■ Written exercise
Copy the rows below word for word, from the line with "indicate the forehead, a" to the line with "column 259, row 404", including both of those lines.
----- Extracted entries -----
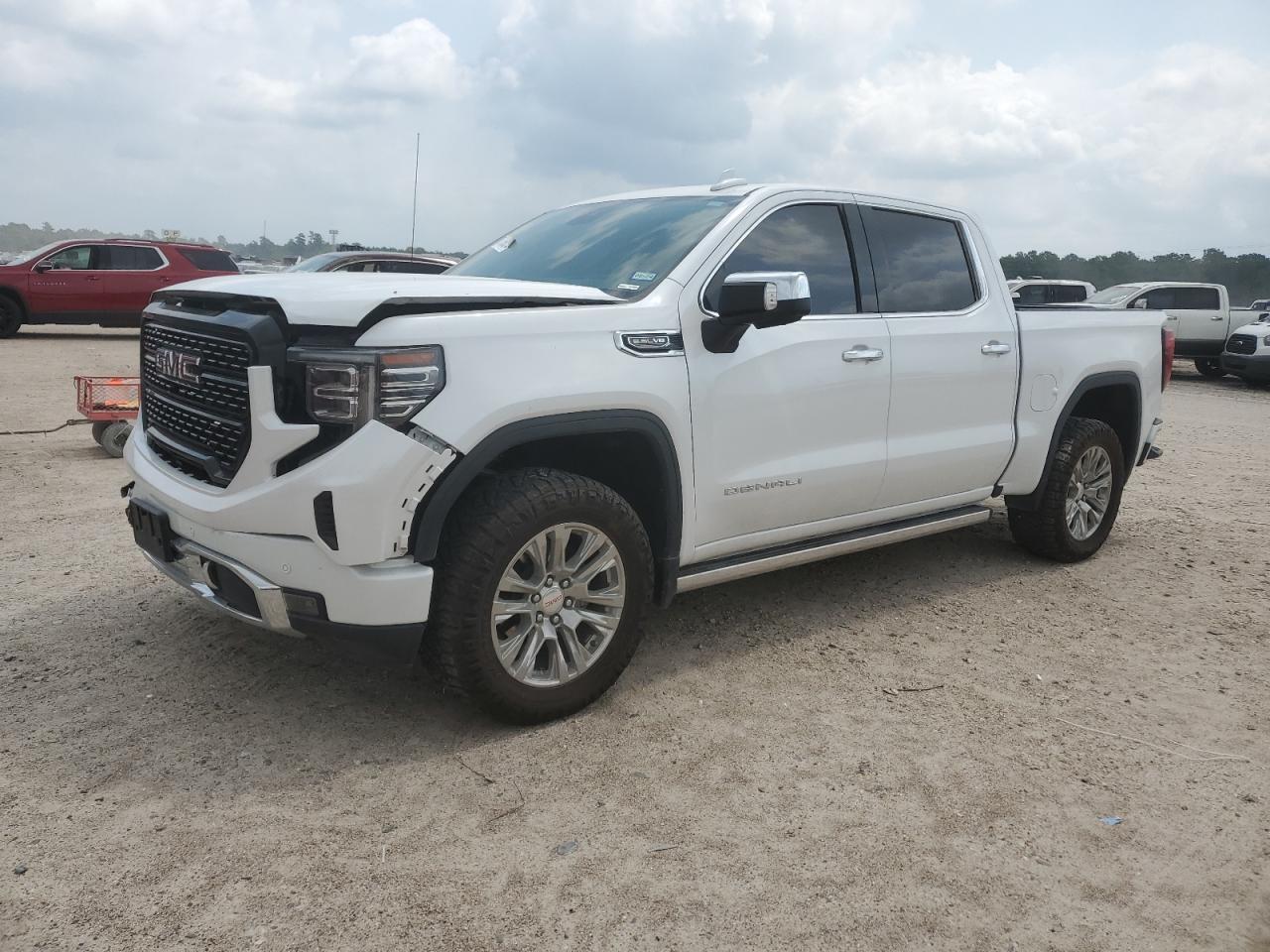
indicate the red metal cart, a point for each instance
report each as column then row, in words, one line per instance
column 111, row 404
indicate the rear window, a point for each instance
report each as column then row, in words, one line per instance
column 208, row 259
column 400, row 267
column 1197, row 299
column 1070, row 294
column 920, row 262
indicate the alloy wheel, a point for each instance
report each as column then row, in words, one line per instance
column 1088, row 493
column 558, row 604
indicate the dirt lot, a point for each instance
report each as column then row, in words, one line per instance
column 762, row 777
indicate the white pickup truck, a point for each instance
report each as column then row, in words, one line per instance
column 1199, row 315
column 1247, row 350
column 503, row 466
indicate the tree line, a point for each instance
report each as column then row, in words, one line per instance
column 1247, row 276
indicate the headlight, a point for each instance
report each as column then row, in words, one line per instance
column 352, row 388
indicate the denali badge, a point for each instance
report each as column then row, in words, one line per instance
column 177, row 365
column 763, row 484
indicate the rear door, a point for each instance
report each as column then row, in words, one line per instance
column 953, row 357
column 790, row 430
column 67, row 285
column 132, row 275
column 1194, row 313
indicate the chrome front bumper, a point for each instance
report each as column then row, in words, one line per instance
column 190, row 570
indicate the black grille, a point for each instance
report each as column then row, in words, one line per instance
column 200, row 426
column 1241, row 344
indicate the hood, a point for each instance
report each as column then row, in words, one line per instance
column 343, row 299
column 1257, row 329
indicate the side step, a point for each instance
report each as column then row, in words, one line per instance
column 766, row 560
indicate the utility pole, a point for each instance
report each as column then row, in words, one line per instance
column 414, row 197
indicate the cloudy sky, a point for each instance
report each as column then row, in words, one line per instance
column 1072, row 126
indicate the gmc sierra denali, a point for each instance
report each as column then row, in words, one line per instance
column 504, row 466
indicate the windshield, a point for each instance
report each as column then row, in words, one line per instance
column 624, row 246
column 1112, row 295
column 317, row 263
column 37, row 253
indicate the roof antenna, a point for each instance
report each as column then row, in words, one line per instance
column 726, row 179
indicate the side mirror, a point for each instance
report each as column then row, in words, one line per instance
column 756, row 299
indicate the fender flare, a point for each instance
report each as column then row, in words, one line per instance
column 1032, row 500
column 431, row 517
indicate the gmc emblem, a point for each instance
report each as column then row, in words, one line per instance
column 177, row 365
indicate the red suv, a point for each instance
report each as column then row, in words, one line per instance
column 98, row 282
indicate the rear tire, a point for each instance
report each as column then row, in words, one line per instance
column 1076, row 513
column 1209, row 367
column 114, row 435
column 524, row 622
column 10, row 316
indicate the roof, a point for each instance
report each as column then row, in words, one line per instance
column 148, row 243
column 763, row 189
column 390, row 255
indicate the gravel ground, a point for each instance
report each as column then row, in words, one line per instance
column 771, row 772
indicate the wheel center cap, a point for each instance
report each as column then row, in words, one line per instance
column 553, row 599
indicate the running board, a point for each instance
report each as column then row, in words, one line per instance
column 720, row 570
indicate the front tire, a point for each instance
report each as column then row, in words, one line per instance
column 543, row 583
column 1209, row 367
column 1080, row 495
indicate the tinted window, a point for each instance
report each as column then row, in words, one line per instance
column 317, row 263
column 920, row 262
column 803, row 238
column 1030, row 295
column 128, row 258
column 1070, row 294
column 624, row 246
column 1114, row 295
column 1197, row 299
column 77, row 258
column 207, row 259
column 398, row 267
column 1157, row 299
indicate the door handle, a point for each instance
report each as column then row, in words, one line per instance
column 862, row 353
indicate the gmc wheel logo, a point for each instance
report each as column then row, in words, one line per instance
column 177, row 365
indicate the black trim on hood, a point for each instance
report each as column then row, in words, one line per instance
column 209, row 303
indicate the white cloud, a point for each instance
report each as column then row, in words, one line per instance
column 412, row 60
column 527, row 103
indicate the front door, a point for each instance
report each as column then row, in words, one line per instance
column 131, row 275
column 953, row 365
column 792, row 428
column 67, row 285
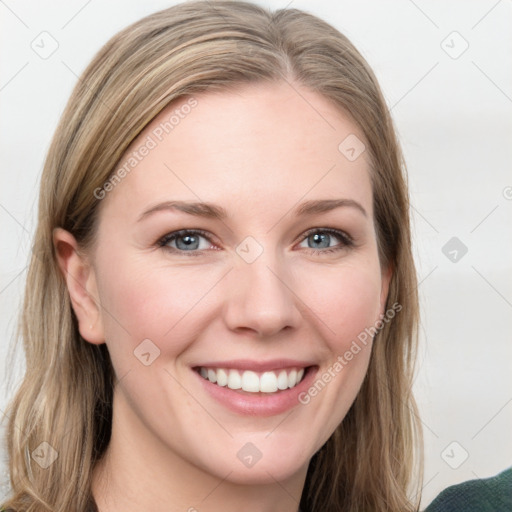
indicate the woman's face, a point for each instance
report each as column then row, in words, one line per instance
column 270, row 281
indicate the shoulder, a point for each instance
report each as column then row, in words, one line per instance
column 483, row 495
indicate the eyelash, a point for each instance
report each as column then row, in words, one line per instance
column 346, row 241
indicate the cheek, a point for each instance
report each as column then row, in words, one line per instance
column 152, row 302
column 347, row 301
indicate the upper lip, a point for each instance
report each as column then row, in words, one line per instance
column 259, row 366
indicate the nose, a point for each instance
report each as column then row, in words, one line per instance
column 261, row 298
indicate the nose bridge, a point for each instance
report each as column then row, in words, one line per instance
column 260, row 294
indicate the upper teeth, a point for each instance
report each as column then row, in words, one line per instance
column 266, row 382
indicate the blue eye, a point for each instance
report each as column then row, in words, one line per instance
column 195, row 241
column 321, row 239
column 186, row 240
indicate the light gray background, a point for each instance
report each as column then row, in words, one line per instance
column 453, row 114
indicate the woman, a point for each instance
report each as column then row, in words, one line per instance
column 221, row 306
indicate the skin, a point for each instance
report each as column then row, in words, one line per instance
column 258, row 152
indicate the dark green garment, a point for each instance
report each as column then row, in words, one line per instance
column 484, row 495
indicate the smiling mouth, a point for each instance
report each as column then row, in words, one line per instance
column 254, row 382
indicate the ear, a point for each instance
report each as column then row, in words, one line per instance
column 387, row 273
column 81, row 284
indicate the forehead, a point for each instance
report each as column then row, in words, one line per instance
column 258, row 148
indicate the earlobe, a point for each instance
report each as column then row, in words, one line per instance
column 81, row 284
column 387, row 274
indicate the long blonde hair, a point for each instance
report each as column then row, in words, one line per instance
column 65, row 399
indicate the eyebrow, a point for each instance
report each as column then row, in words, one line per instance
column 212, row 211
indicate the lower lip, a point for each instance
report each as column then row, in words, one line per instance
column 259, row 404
-----
----- Extracted entries -----
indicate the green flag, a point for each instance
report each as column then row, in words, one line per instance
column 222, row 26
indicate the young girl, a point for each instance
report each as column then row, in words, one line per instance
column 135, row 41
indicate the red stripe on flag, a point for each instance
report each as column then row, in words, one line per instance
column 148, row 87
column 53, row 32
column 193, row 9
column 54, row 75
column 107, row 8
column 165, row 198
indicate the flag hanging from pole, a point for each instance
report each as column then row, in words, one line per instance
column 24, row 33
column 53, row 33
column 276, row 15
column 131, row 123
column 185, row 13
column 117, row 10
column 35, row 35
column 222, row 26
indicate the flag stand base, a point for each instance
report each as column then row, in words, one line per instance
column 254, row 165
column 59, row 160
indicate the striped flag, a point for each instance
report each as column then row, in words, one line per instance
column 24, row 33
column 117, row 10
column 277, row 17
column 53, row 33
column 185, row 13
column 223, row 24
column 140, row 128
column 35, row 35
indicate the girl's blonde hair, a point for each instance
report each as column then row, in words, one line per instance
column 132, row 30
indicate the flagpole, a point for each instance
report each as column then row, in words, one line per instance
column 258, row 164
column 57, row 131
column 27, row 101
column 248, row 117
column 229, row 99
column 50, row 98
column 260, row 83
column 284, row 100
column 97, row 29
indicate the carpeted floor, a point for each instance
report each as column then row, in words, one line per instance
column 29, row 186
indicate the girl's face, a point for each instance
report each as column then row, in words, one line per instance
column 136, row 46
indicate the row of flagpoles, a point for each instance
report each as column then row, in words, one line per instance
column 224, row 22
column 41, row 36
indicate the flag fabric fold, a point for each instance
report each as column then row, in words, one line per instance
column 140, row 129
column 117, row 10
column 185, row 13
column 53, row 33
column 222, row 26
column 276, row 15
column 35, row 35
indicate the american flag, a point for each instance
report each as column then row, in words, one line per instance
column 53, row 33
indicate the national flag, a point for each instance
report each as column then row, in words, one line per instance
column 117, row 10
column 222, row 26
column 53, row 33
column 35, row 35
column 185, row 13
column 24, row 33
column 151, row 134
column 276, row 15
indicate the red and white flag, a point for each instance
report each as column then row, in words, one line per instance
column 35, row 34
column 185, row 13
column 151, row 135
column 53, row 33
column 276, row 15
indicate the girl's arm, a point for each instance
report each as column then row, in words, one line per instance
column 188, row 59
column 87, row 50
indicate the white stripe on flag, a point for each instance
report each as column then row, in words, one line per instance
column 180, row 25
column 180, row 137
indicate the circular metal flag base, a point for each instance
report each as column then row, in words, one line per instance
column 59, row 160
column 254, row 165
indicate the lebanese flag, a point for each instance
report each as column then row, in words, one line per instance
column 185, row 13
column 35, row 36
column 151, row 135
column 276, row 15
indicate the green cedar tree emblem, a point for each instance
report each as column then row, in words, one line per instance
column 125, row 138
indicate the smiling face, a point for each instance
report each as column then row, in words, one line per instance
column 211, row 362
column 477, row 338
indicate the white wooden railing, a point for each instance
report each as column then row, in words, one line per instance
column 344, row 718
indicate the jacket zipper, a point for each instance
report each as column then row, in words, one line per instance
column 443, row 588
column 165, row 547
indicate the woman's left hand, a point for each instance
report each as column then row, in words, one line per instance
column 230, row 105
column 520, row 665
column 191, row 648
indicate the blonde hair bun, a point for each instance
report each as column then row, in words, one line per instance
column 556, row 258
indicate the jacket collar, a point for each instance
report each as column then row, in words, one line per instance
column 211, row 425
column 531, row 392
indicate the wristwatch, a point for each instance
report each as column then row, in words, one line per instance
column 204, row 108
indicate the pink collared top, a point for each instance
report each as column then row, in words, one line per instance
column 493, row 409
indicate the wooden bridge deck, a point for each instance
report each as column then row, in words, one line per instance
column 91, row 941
-----
----- Extracted entries -----
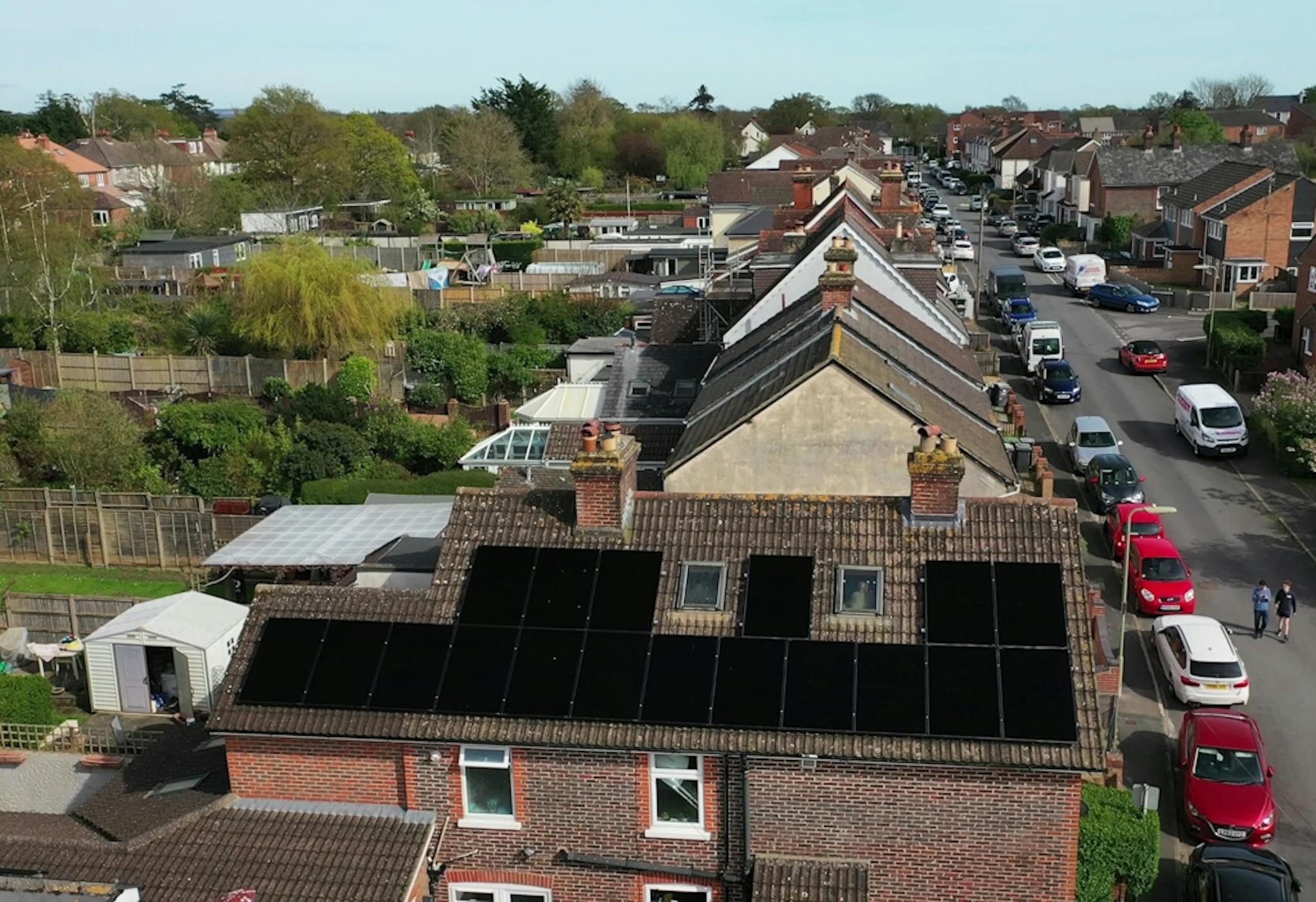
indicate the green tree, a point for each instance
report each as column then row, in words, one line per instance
-----
■ Output below
indicate the forehead, a point for each instance
report each as column then row, in words, one line per instance
column 258, row 148
indicate the earlobe, a point for each instance
report each as column then row, in words, one line per instance
column 81, row 284
column 387, row 274
indicate the long blonde hair, a point for each instance
report each as column then row, in words, one line per instance
column 65, row 399
indicate the eyebrow, a point for each instance
report each as column then row, in words, one line per instance
column 212, row 211
indicate the lower lip, a point for each instance
report each as column then row, in words, one line per instance
column 259, row 404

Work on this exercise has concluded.